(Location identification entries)
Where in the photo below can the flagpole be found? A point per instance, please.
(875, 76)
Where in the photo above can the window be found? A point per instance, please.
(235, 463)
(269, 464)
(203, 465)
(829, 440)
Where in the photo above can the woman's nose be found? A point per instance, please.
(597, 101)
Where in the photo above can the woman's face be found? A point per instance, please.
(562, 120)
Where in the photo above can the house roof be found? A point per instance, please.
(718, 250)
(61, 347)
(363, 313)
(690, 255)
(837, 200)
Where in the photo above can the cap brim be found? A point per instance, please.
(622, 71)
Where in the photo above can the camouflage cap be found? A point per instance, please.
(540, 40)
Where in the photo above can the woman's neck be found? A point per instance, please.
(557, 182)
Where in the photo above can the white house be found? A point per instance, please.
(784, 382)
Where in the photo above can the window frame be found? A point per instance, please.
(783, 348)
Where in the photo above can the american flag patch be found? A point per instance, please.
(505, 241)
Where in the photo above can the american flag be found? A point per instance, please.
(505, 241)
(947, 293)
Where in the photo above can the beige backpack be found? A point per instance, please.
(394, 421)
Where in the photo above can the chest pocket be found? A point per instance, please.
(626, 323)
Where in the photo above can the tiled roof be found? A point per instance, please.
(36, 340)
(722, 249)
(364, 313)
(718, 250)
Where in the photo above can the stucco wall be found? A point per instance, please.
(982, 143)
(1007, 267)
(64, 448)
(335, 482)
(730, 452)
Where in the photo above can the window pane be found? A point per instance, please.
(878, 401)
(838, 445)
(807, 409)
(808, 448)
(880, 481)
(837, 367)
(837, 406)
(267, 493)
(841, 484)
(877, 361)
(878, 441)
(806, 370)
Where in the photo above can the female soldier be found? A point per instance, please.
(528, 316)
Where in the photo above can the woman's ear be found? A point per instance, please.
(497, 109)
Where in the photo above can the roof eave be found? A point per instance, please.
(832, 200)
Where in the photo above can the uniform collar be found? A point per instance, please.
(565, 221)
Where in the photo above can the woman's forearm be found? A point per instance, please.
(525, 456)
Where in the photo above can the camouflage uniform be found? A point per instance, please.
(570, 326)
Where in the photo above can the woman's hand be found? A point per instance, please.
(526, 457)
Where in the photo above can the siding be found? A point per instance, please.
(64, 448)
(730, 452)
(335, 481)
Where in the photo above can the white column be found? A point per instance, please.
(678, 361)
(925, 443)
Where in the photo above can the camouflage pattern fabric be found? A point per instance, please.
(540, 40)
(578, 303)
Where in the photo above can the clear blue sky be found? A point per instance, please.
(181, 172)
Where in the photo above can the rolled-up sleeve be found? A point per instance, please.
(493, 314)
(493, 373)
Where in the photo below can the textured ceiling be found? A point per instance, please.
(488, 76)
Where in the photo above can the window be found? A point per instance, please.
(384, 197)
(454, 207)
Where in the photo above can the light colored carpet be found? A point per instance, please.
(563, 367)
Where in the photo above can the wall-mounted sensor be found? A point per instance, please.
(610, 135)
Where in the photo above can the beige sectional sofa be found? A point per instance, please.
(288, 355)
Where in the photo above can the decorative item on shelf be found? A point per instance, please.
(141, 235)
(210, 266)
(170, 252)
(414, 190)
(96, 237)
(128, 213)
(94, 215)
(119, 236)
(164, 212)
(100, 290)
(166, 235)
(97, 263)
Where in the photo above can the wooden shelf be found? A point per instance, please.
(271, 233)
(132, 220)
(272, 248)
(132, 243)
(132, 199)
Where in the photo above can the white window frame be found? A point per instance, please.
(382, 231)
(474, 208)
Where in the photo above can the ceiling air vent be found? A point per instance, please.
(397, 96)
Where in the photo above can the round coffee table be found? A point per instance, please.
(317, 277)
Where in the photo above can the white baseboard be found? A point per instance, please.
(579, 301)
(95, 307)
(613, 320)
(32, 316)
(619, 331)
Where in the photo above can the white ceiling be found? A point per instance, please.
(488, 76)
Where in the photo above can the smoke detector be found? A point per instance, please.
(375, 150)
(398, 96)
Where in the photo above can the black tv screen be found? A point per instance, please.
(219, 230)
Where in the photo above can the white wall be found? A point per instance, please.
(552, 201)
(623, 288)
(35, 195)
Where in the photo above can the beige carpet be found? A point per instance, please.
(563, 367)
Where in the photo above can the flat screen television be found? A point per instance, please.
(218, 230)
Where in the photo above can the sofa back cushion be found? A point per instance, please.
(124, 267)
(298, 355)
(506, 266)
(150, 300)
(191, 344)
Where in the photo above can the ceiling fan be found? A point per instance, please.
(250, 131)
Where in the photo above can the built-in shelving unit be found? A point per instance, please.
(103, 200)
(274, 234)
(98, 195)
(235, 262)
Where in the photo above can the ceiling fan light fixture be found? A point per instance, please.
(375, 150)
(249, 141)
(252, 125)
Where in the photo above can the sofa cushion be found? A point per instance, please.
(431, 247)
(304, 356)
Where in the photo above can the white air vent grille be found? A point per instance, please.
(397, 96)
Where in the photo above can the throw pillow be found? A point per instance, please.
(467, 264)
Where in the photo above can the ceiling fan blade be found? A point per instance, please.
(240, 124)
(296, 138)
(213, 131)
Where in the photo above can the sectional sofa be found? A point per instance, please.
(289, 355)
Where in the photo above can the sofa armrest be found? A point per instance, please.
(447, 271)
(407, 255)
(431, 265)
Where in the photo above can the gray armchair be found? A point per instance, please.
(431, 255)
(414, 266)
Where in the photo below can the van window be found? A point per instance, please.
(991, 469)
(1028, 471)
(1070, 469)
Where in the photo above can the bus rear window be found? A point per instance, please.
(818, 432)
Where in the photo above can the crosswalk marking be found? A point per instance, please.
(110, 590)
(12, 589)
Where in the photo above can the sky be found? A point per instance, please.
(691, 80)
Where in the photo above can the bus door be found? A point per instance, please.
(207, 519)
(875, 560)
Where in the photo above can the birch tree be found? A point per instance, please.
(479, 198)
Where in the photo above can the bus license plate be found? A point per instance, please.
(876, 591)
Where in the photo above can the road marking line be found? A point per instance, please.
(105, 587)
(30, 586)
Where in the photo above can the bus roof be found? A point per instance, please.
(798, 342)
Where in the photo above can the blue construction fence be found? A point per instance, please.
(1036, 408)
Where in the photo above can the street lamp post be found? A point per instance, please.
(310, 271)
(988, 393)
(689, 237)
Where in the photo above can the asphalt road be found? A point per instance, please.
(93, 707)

Required task: All of the data above should be transcribed exactly.

Solution to the problem:
Where in the photo below can the flagpole be found? A point per instance, please.
(875, 76)
Where in the photo above can the window be found? A point per instance, please.
(235, 463)
(269, 464)
(203, 465)
(829, 440)
Where in the photo above can the woman's nose be found? A point per instance, please.
(597, 101)
Where in the photo above can the woman's face be found? A point per instance, please.
(562, 120)
Where in the photo above can the house roof be found? A point per instance, please.
(718, 250)
(61, 347)
(363, 313)
(690, 255)
(837, 200)
Where in the photo above can the cap brim be found? A point per instance, please.
(622, 71)
Where in the photo above can the camouflage cap be found? A point per instance, please.
(540, 40)
Where in the photo above can the woman's neck be found? A point per instance, please.
(557, 182)
Where in the photo above can the white house be found? A point per instance, please.
(784, 382)
Where in the photo above can the window frame be found? A point per instance, please.
(783, 348)
Where in the photo above can the american flag patch be found? A point per instance, please.
(505, 241)
Where in the photo above can the american flag be found? A point per instance, please.
(505, 241)
(947, 293)
Where in the photo above can the beige backpack be found? A point per instance, please.
(394, 421)
Where in the photo above can the chest pocket be found? A point per instance, please.
(626, 323)
Where in the photo above can the tiled roof be found? A point per instance, please.
(36, 340)
(722, 249)
(364, 313)
(718, 250)
Where in the photo above can the stucco wall be found? A point per instance, please.
(982, 143)
(1007, 267)
(64, 448)
(335, 482)
(730, 452)
Where in the photo above can the window pane be found? A point per instance, please.
(878, 401)
(838, 445)
(807, 409)
(808, 448)
(880, 481)
(837, 367)
(837, 406)
(267, 493)
(841, 484)
(877, 361)
(878, 441)
(806, 370)
Where in the photo above can the female soldier be found? A point per instance, please.
(528, 316)
Where in the photo above can the woman's ear be found? A point per instance, please.
(497, 109)
Where in the photo above can the roof eave be found? A point per instance, please.
(832, 200)
Where in the photo above can the uniform collar be found? A point per instance, please.
(565, 221)
Where in the photo above can the woman's forearm be found? A point per instance, please.
(525, 456)
Where in the photo above can the camouflage uniform be found? A point per instance, please.
(570, 326)
Where in the photo above can the woman's hand be found? A point per instance, please.
(526, 457)
Where in the photo above can the siding be found? A point per instance, please.
(64, 448)
(730, 452)
(335, 481)
Where in the photo above can the white column be found? A point per instance, please.
(678, 361)
(925, 443)
Where in the photo above can the camouflage pattern fabric be found? A point per instance, please.
(540, 40)
(578, 303)
Where in the photo above can the clear blue sky be found? A point per instance, please.
(181, 172)
Where in the photo above can the rolled-up sleeve be found? A point per instance, please.
(493, 314)
(493, 373)
Where in the photo below can the textured ceiling be found? A point per instance, please.
(488, 76)
Where in the photo above can the window be found? A point per instance, please.
(384, 197)
(454, 207)
Where in the photo above can the light colored carpet be found? A point per instance, please.
(563, 367)
Where in the photo above can the wall-mounted sensor be found? A point per instance, please.
(610, 135)
Where in the photo above can the beige sectional sofa be found? A point per instance, please.
(288, 355)
Where in the photo above can the decorative item on shelf be found? A point per instance, please.
(141, 235)
(210, 266)
(170, 252)
(414, 190)
(96, 237)
(128, 213)
(94, 215)
(119, 236)
(164, 212)
(100, 290)
(166, 235)
(97, 263)
Where in the photo above can the wooden shelf be found? A point per instance, please.
(271, 233)
(132, 220)
(272, 248)
(132, 243)
(132, 199)
Where in the photo above can the white window frame be found? A point per instance, please.
(382, 231)
(474, 208)
Where in the photo above can the ceiling air vent be found? A point per instance, please.
(397, 96)
Where in the photo above can the round coffee table be found? A point per instance, please.
(317, 277)
Where in the photo above can the white baseboard be found? A point per instance, please.
(579, 301)
(95, 307)
(613, 320)
(32, 316)
(619, 331)
Where in the photo above can the white ceiling be found? A point per instance, please.
(488, 76)
Where in the photo above can the smoke detector be found? A point per instance, please.
(375, 150)
(398, 96)
Where in the photo above can the black tv screen be found? A point per instance, please.
(219, 230)
Where in the photo above can the white wall be found? A point per instance, please.
(552, 201)
(623, 288)
(35, 195)
Where in the photo above can the beige carpet be found? A point per instance, please.
(563, 367)
Where in the photo above can the flat screen television be found? A point per instance, please.
(218, 230)
Where in the photo above can the sofa back cushion be found? A point per instance, please.
(124, 267)
(298, 355)
(506, 266)
(150, 300)
(191, 344)
Where in the photo above can the ceiling fan be found? A point per instance, please.
(250, 131)
Where in the photo above can the built-in shelving unit be found? A point per instance, please.
(103, 200)
(274, 234)
(98, 195)
(235, 262)
Where in the photo above can the ceiling fan light fixture be found? A point per instance, please.
(375, 150)
(249, 141)
(252, 125)
Where in the photo above can the sofa cushion be found? A point per instance, please.
(431, 247)
(304, 356)
Where in the photo above can the white air vent grille be found? A point per instance, please.
(397, 96)
Where in the photo above can the throw pillow be found? A point per instance, please.
(467, 264)
Where in the photo above can the ceiling fan blade be found? A point per instance, please.
(240, 124)
(296, 138)
(213, 131)
Where in the photo above can the sectional sofa be found? A point per instance, please.
(289, 355)
Where in the photo above can the sofa armrest be found? A point per instance, please.
(447, 271)
(407, 255)
(431, 265)
Where in the photo above can the gray armchair be found? A point per instance, please.
(431, 255)
(414, 266)
Where in the photo below can the van window be found? A point per instance, please.
(991, 469)
(1028, 471)
(1070, 469)
Where in the photo above can the bus rear window be found? A point per instance, please.
(818, 432)
Where in the photo above can the crosswalk marking be found? A point per instance, please.
(110, 590)
(12, 589)
Where in the photo above can the sky be found? A point per instance, please.
(691, 80)
Where in the photo above can the bus door be found? A point per instance, please.
(207, 519)
(875, 560)
Where in the photo above can the birch tree be found? A point per instance, please.
(479, 198)
Where in the photo above can the bus license plate be found? A point per instance, please.
(876, 591)
Where in the photo above can the road marking line be found? A point per instance, please.
(105, 587)
(30, 586)
Where in the photo above can the bus roof be found? A point per instance, please.
(798, 342)
Where in the photo above can the blue construction fence be found? A point per instance, please.
(1036, 408)
Where in the photo above can the street lamp post be found? A point per instance, please.
(310, 271)
(988, 393)
(689, 237)
Where in the photo above can the asphalt road be found? A point per instance, please.
(93, 707)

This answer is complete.